■ WORK TO BE COMPLETED: Lay out the data from the line containing "like [195, 121]." through the end of the data as a Markdown table with the columns Row and Line. Put a row number in Row and that line's text in Line, and leave out blank lines.

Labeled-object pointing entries
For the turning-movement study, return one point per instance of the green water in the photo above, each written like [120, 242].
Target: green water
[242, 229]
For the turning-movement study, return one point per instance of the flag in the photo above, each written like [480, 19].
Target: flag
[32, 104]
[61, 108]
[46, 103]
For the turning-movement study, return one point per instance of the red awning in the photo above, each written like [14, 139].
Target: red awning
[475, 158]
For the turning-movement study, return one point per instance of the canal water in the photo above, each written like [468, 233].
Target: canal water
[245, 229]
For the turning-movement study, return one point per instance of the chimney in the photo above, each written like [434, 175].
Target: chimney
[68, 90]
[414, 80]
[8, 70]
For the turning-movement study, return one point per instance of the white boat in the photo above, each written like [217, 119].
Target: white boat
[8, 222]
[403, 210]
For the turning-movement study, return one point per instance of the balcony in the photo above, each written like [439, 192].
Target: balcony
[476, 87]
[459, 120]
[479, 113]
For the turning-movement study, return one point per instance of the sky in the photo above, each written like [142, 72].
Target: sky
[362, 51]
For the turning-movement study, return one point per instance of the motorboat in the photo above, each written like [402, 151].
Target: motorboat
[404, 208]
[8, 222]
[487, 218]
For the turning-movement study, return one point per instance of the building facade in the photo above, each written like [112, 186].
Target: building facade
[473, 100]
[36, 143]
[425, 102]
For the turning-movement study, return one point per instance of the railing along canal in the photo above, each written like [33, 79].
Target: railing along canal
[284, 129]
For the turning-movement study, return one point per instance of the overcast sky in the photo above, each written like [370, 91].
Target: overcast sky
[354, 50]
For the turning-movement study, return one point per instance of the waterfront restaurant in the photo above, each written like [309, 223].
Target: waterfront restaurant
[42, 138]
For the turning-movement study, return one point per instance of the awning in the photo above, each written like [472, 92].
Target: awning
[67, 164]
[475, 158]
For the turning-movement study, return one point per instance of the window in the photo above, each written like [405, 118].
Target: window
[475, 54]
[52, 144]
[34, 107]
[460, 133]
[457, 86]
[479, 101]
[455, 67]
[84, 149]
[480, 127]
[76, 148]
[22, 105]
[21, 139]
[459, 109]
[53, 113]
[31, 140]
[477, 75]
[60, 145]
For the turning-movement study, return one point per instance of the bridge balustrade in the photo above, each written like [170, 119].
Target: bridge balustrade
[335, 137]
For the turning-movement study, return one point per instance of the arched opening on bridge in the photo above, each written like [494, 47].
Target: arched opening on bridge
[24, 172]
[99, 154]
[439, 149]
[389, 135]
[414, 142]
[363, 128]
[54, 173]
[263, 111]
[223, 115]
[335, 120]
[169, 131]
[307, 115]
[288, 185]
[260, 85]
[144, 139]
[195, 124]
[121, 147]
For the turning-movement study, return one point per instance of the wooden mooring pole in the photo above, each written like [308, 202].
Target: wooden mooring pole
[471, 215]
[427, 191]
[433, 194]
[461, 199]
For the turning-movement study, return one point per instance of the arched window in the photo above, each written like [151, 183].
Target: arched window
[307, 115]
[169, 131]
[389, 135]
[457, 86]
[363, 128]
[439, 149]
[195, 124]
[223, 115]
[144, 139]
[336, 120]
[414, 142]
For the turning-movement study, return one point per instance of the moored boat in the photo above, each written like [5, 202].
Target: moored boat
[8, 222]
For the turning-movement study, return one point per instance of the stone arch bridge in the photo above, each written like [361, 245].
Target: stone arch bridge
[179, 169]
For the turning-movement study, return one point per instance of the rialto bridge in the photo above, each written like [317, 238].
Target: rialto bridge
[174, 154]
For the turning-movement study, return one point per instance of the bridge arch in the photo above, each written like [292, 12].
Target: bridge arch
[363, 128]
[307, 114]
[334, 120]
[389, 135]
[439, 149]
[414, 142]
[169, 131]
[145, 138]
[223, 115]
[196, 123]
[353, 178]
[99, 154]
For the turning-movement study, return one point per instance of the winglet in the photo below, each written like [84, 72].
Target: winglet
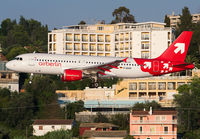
[125, 60]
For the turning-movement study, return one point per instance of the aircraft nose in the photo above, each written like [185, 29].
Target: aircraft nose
[9, 65]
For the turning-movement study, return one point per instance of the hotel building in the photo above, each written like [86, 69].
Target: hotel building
[140, 40]
[175, 19]
[153, 124]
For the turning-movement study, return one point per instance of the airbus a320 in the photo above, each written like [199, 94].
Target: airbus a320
[73, 67]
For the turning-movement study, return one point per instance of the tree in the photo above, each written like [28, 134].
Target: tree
[6, 26]
[122, 14]
[100, 118]
[43, 90]
[146, 105]
[15, 51]
[122, 120]
[185, 22]
[167, 21]
[72, 108]
[187, 102]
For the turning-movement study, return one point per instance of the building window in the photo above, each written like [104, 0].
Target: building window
[141, 119]
[84, 37]
[50, 47]
[132, 86]
[50, 38]
[68, 37]
[145, 45]
[161, 86]
[132, 94]
[100, 28]
[145, 36]
[40, 127]
[165, 130]
[152, 85]
[63, 126]
[140, 129]
[76, 37]
[116, 37]
[180, 83]
[3, 75]
[171, 85]
[142, 86]
[163, 117]
[54, 47]
[145, 55]
[54, 37]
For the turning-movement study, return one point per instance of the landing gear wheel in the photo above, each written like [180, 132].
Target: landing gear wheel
[96, 84]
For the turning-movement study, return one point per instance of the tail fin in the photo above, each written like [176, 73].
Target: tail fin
[178, 49]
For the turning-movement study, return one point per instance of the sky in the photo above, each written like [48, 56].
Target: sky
[59, 13]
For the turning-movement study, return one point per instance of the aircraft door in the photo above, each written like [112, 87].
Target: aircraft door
[31, 62]
[155, 66]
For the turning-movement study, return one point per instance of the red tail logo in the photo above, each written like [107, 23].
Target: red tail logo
[178, 49]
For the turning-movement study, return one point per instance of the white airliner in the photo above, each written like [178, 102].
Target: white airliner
[72, 67]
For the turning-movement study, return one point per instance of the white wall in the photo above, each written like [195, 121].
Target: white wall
[48, 128]
[159, 43]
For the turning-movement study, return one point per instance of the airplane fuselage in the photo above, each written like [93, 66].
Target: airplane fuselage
[57, 64]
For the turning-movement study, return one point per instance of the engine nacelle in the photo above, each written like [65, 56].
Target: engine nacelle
[72, 75]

■ RESULT OF THE EXERCISE:
| Row | Line |
|---|---|
| 1 | For the turning-movement study, return one point per instance of the white wall in the photo above, each written like [195, 121]. |
| 2 | Target: white wall |
| 3 | [48, 128] |
| 4 | [159, 43] |
| 5 | For the turning-movement study, return one point per instance of the airplane fuselage in the photo above, each written like [93, 66]. |
| 6 | Target: airplane fuselage |
| 7 | [57, 64] |
| 8 | For the turning-movement study, return one point per instance of the engine nacelle in the photo above, each written like [65, 56]. |
| 9 | Target: engine nacelle |
| 10 | [72, 75] |